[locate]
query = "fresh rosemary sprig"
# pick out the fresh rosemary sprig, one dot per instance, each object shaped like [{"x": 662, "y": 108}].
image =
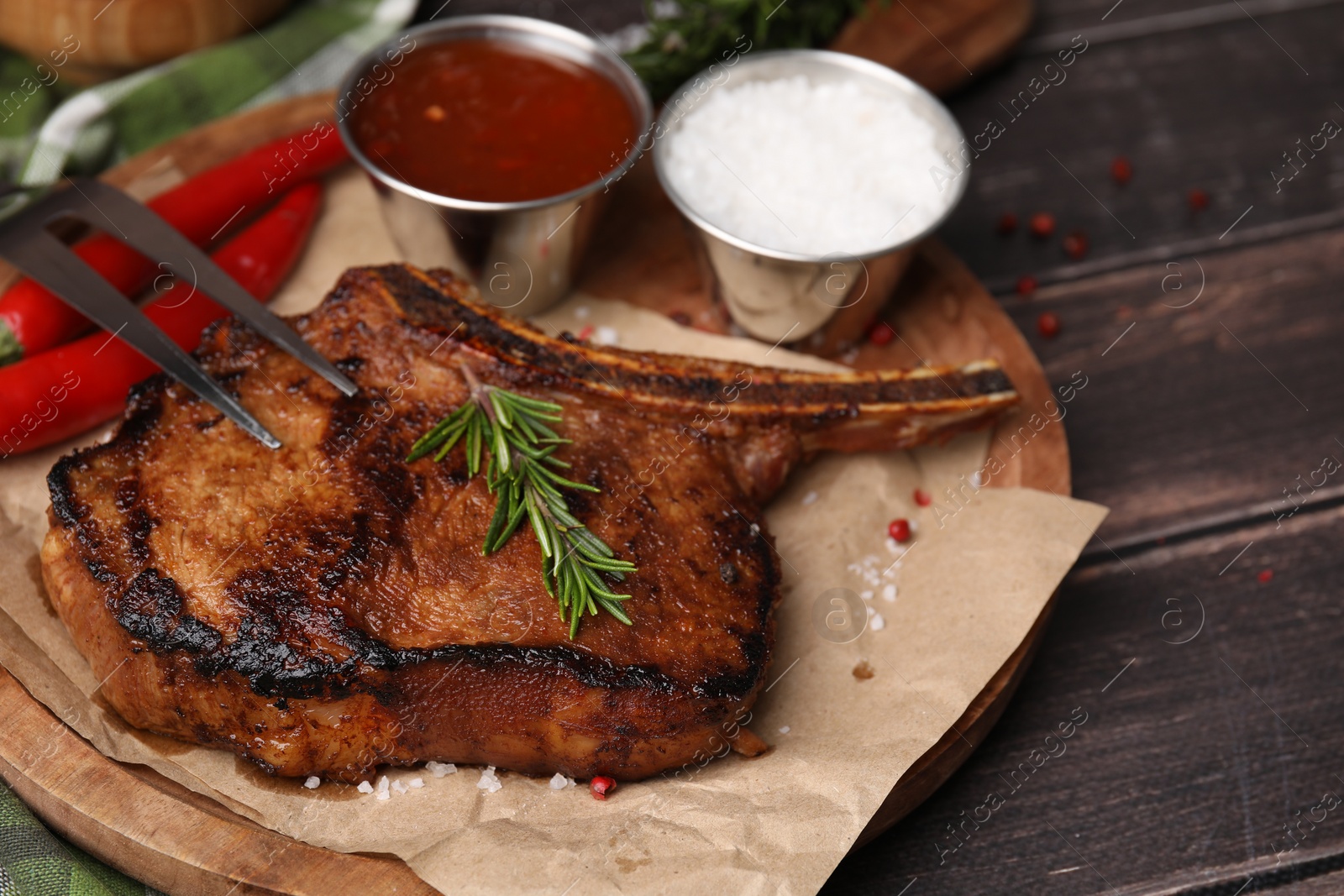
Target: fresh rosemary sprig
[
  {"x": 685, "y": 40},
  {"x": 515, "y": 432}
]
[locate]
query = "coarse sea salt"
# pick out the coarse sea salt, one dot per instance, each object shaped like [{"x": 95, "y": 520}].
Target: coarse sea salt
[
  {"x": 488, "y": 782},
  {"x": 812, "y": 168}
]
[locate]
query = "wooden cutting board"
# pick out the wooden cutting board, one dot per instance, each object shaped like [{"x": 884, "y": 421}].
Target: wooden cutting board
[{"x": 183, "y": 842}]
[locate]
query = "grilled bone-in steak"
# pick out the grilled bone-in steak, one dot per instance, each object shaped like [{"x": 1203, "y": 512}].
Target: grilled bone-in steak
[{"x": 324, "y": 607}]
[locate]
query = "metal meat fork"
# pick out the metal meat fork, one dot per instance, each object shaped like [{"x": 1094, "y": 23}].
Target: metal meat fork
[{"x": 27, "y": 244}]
______
Task statement: What you hand back should match the listing exactly, except that no pictures appear.

Exercise result:
[locate]
query = "fresh rosemary sprig"
# pick out the fresh rosemary sprig, one dot per instance, each object shaped like [{"x": 662, "y": 108}].
image =
Target: fresh rosemary sprig
[
  {"x": 685, "y": 40},
  {"x": 515, "y": 432}
]
[locate]
query = "coarse sea salt"
# pick out the coarse sea salt, one dot per instance, each object shaped like [{"x": 95, "y": 520}].
Target: coarse sea salt
[
  {"x": 488, "y": 782},
  {"x": 812, "y": 168}
]
[locate]
query = "wooden cutting board"
# pick out the wooden cutting board, one dot per instance, each object shaped like [{"x": 884, "y": 421}].
Target: wooden cutting board
[{"x": 183, "y": 842}]
[locate]
query = "grilled bone-in steak"
# pick out the grilled bone-in steak, one dot per instance, each object shaped like [{"x": 1203, "y": 512}].
Target: grilled bone-in steak
[{"x": 324, "y": 607}]
[locate]
query = "metal meat fork"
# pick out the metal meat fork, one dot per instance, each object shaped like [{"x": 1094, "y": 23}].
Target: metal meat fork
[{"x": 27, "y": 244}]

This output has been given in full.